## PROBLEMS AND TASKS:
(1) According to the article on the Sandoz and Adamis deal for Symjepi, how will the two companies divide the profits from Symjepi?
(2) Pick up the article on the Sandoz and Adamis deal for Symjepi right after its final sentence and carry it forward.

## SUPPLIED PASSAGE:
■ ■ ■ ■ ■

Mylan – makers of the lifesaving epinephrine autoinjector, the EpiPen – could soon be facing serious competition in the US market as Novartis’ generics unit Sandoz has partnered with biopharmaceutical company Adamis Pharmaceuticals to commercialize their anaphylaxis product Symjepi (epinephrine). Sandoz will pay an undisclosed upfront fee to acquire the exclusive US commercialization rights for Symjepi, with Adamis retaining the option to collect performance-based milestone payments down the line.
The two companies will split profits from Symjepi equally, and while Adamis will retain the right to commercialize the combination product outside of the US, Sandoz will have the option to negotiate to gain exclusive access to these territories. The deal applies to both the FDA-approved 0.3mg dose of Symjepi and the 0.15mg product, which has yet to secure approval from the regulator. These epinephrine concentrations correspond to the EpiPen and the EpiPen Jr, respectively, making Symjepi a direct competitor to Mylan’s autoinjector products on the US market.
“We are very excited about our collaboration with Sandoz,” said Dr. Dennis J. Carlo, President and CEO of Adamis. “They are among the top pharmaceutical companies in the world and we believe they have the commercial presence and proven track record to maximize the value of Symjepi. We believe the financial terms of this agreement have the potential to bring meaningful recurring revenue to Adamis and we look forward to growing, and possibly expanding, this partnership with Sandoz based on the future success of Symjepi in the market.”
Adamis secured FDA approval for Symjepi just over a year ago, however it’s taken some time for the company to find a commercialization partner to launch the epinephrine injection on the lucrative US market. While the list price of the device has not been set, the company previously stated that it planned on positioning Symjepi as a cheaper alternative to the EpiPen and other rivals.

■ ■ ■ ■ ■

## Region pointing data:

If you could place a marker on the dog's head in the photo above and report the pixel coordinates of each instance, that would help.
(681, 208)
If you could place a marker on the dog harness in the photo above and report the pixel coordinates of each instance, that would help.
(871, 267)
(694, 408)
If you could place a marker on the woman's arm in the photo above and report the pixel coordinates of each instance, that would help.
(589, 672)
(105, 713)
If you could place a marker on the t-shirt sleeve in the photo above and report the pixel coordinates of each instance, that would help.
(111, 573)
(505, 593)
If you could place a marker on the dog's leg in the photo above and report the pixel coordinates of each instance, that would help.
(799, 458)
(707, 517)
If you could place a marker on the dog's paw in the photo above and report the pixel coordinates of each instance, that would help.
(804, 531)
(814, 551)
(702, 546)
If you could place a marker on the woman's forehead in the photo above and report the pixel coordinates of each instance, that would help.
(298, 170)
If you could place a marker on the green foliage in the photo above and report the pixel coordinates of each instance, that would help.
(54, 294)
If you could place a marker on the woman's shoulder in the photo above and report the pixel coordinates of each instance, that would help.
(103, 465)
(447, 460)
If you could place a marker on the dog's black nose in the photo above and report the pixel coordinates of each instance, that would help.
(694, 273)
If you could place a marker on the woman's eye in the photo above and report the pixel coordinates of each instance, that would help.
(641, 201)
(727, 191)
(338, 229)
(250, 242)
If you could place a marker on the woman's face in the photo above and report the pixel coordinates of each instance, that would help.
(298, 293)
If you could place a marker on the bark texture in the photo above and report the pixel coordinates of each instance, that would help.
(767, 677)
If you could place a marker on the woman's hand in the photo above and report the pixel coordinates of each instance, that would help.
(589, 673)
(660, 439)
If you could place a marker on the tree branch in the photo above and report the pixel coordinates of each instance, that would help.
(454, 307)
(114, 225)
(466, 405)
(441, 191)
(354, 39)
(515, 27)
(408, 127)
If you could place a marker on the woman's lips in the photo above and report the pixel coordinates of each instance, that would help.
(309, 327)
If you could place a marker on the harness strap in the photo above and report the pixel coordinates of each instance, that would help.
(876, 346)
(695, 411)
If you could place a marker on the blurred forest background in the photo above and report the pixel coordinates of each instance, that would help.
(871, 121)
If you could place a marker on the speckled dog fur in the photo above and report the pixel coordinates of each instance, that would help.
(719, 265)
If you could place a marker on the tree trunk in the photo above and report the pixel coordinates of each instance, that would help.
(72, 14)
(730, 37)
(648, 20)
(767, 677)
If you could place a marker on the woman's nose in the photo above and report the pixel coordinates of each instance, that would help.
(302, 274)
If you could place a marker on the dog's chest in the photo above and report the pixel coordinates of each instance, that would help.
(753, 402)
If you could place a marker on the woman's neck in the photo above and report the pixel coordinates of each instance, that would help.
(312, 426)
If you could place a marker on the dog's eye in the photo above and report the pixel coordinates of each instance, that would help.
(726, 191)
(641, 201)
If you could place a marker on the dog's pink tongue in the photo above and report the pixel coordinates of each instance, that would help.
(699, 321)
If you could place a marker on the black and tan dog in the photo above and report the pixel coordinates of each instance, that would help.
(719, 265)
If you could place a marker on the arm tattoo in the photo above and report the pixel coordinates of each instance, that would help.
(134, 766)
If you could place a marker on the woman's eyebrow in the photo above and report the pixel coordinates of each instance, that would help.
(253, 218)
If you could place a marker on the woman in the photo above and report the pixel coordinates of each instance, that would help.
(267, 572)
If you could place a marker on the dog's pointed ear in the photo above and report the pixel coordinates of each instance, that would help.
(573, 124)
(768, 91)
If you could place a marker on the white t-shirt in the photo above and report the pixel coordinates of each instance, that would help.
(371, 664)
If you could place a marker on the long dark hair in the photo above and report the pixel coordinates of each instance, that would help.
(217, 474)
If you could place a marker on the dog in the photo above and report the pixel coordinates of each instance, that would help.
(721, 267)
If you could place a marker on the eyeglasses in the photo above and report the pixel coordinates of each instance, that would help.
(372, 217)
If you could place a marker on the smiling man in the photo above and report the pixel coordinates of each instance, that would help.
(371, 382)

■ ■ ■ ■ ■

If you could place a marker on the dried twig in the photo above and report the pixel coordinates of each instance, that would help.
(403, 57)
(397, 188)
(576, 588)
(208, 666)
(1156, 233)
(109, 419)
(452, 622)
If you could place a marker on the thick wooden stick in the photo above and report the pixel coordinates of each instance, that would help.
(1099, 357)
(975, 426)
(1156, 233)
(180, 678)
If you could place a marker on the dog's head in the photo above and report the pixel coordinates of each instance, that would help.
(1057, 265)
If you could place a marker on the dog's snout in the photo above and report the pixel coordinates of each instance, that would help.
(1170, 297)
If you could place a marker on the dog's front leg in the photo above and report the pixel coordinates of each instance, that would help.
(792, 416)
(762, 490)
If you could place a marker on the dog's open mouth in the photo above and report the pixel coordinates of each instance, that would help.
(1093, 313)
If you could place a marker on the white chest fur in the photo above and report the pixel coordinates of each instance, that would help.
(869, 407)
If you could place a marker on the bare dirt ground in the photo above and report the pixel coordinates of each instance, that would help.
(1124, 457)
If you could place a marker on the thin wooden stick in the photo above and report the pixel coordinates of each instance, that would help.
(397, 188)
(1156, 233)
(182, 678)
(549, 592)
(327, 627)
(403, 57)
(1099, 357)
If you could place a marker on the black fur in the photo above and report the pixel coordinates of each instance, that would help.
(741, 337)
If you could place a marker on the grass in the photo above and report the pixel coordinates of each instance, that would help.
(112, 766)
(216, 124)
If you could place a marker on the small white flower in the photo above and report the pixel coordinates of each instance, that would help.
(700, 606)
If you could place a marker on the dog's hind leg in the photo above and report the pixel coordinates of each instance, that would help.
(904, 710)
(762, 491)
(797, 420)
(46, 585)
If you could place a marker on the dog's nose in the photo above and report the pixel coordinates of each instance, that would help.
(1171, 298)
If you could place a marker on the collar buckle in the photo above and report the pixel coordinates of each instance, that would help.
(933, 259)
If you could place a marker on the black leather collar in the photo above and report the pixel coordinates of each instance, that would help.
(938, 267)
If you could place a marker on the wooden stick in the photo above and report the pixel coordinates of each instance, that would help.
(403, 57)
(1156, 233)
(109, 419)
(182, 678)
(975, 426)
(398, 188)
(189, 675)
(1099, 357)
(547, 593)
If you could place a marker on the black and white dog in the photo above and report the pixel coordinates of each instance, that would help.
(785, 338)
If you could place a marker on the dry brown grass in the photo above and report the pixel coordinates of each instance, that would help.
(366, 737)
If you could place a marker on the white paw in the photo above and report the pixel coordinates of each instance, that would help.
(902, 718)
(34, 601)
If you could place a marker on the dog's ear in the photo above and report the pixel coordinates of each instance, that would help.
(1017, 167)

■ ■ ■ ■ ■

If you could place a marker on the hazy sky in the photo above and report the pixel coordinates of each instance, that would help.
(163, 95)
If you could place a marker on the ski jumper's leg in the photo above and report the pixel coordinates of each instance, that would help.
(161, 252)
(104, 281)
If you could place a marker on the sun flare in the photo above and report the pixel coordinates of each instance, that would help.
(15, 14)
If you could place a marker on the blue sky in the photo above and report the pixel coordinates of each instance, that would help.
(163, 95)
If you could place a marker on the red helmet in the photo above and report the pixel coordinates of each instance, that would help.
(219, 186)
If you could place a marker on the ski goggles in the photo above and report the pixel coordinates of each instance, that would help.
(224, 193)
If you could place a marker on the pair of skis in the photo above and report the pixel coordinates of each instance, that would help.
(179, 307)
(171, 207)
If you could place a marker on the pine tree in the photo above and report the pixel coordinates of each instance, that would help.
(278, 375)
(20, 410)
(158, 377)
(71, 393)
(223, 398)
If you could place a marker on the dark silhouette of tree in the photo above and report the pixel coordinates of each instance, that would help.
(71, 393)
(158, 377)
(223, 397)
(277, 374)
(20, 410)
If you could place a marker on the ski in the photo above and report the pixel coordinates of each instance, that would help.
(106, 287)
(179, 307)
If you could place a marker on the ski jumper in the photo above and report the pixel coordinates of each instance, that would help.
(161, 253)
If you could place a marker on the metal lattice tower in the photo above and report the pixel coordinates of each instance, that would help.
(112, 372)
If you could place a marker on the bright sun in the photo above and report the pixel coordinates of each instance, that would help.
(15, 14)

■ ■ ■ ■ ■

## LIST OF ANSWERS:
(1) They will split the profits equally.

(2)
The rising cost of Mylan’s EpiPen has sparked outrage in the patient community in recent years as pharmaceutical companies have faced increasing pressure to justify drug pricing practices. For its part, Mylan launched an authorized generic version of the EpiPen in 2016 priced at $300 for a two-pack, a 50 percent savings over the branded autoinjector.
But sales of the blockbuster drug have been sliding in recent years, with Mylan missing out on $655 million in sales in the North American market in 2017, compared to the previous year. While multiple factors have contributed to this decline, the availability of competitor products has almost certainly eaten away at their dominant market share. In 2017, Kaléo Pharma launched their Auvi-Q device at a surprisingly steep list price of $2,250 apiece, a cost that dwindles down significantly when a patient’s copay assistance is taken into account. That same year, CVS pharmacies also began selling another EpiPen alternative – the Adrenaclick – at $109.99 for a pack of two.
A 2017 EpiPen recall and more recent ongoing manufacturing issues which have affected the supply of the product primarily in the Canadian market have also negatively impacted Mylan’s bottom line. Sandoz’ commercialization agreement for Adamis’ Symjepi is likely to further chip away Mylan’s EpiPen profits.